▶ [Aim]: Select every line in the rows below that contains the string "alloy", matching case exactly.

▶ [Records]:
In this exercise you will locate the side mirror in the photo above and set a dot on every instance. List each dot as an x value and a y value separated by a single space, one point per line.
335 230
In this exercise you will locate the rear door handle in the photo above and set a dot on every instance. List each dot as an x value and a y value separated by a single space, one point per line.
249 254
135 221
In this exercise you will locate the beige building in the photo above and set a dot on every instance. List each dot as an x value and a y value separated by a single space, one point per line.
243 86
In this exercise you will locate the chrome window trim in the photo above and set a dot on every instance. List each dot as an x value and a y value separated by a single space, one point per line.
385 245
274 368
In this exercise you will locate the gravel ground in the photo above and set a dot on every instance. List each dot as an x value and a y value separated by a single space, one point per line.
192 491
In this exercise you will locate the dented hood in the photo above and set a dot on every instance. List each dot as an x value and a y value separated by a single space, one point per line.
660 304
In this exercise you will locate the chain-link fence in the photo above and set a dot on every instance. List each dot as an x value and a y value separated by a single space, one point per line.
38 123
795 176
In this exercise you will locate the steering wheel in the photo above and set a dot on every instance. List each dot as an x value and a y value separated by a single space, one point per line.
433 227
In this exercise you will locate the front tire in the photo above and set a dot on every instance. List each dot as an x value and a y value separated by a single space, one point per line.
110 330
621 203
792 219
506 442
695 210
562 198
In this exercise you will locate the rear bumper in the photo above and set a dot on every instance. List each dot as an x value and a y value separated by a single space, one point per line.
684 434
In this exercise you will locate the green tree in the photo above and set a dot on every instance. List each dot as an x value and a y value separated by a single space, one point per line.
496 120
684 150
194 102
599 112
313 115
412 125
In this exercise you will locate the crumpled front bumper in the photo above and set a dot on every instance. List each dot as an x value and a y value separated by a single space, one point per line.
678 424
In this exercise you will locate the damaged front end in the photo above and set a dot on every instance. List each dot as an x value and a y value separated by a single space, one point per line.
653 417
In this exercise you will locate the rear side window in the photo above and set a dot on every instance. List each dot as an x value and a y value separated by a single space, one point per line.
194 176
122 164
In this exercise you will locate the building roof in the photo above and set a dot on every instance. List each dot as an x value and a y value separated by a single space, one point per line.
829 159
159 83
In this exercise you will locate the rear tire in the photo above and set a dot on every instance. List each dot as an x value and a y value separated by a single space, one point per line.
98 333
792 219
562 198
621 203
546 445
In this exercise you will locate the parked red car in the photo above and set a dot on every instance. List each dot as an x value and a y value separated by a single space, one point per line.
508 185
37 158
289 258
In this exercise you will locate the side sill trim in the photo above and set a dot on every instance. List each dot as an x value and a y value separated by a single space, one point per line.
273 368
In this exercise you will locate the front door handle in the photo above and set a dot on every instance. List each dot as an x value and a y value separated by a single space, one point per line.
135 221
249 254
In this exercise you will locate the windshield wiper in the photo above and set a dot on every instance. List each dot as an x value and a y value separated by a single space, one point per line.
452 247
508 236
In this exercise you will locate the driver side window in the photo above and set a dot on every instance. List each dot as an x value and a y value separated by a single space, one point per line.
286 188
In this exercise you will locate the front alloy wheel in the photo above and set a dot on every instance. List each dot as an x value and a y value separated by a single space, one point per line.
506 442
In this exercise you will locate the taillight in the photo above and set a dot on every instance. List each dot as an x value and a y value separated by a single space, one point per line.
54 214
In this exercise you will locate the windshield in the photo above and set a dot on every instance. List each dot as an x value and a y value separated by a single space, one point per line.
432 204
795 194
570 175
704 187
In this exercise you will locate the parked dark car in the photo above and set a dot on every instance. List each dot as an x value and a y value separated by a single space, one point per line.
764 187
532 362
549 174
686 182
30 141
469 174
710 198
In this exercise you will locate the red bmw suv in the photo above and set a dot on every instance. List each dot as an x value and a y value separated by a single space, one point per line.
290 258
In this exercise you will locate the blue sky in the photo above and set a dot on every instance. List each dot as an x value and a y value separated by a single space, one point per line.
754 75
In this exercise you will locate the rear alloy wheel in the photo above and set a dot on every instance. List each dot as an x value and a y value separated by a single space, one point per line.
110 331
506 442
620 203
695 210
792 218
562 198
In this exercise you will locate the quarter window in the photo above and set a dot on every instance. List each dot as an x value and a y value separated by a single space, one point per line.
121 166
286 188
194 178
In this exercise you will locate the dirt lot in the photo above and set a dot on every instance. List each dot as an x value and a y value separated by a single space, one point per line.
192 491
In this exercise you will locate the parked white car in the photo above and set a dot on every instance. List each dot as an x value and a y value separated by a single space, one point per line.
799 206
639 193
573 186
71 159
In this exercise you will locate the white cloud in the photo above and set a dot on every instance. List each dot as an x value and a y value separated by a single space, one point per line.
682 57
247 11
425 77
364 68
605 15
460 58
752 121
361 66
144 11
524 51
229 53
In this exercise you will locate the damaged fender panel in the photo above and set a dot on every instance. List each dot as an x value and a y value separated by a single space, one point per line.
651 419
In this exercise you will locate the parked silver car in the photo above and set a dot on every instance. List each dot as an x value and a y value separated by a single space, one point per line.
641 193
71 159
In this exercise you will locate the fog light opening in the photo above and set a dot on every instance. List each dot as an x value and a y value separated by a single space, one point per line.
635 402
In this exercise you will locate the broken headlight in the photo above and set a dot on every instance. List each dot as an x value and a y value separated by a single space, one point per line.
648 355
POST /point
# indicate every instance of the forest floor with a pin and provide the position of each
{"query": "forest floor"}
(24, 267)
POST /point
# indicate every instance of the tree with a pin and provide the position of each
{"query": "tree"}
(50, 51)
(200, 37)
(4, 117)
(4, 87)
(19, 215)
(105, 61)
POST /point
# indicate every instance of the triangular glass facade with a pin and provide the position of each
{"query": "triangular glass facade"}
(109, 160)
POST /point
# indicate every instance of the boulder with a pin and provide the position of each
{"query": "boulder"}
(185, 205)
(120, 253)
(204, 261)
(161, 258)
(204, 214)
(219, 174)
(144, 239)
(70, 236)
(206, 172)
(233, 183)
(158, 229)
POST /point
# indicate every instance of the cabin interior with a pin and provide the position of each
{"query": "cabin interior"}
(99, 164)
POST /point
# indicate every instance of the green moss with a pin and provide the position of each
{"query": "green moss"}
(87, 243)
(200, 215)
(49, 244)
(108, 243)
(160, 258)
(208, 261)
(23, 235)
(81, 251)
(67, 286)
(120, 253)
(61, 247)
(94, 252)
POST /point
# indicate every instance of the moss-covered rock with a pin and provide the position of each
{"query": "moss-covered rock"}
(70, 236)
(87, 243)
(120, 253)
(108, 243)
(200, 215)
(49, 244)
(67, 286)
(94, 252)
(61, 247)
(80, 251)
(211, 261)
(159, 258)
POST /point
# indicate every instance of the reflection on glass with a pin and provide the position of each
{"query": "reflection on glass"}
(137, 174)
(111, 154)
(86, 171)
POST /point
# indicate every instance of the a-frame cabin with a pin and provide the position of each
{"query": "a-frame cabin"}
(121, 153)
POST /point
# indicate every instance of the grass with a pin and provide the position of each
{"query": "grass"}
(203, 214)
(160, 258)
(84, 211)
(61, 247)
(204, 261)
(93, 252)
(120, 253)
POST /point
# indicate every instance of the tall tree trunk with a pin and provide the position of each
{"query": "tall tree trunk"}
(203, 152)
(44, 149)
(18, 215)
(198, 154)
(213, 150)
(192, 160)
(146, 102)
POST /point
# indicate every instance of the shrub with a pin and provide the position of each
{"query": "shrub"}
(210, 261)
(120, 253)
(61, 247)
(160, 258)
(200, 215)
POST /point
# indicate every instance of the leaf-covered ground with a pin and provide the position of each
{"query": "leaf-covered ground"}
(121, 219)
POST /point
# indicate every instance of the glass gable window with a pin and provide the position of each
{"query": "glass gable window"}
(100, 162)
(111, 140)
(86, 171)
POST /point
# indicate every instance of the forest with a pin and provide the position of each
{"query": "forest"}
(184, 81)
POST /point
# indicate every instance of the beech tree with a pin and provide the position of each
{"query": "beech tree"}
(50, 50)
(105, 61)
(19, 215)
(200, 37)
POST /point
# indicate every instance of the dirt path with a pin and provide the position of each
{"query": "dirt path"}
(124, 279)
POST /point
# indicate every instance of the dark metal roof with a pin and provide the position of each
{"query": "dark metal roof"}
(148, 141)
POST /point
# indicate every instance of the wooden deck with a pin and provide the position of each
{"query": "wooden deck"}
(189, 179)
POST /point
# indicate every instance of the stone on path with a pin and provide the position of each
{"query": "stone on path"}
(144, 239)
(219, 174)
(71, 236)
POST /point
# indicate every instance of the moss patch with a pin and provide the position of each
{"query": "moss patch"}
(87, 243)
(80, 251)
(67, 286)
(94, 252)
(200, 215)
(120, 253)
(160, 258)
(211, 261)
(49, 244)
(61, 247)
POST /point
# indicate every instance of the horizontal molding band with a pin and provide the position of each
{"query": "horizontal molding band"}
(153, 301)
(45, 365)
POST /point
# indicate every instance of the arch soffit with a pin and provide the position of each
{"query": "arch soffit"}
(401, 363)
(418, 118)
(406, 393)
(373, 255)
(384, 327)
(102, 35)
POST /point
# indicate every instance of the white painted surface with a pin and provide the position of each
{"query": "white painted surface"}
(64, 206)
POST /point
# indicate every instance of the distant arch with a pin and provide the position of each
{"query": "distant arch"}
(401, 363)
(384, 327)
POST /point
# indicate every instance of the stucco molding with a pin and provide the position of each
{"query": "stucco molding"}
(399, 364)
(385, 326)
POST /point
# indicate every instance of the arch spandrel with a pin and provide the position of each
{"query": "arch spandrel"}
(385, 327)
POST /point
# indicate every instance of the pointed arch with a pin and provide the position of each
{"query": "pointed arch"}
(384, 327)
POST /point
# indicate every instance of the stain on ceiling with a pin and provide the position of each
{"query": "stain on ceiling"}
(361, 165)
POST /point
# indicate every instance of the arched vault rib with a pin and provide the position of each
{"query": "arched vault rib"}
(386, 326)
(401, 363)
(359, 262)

▶ [Answer to the task]:
In this exercise you will locate the front alloy wheel in the photo above and set a dot on every instance. List each dot as an x value and a y value separated by a single space, one point per line.
In this exercise you will locate the rear alloy wheel in the photo above and set a dot on every instance. List each dot as an x value and a y value separated by a single space, one point per line.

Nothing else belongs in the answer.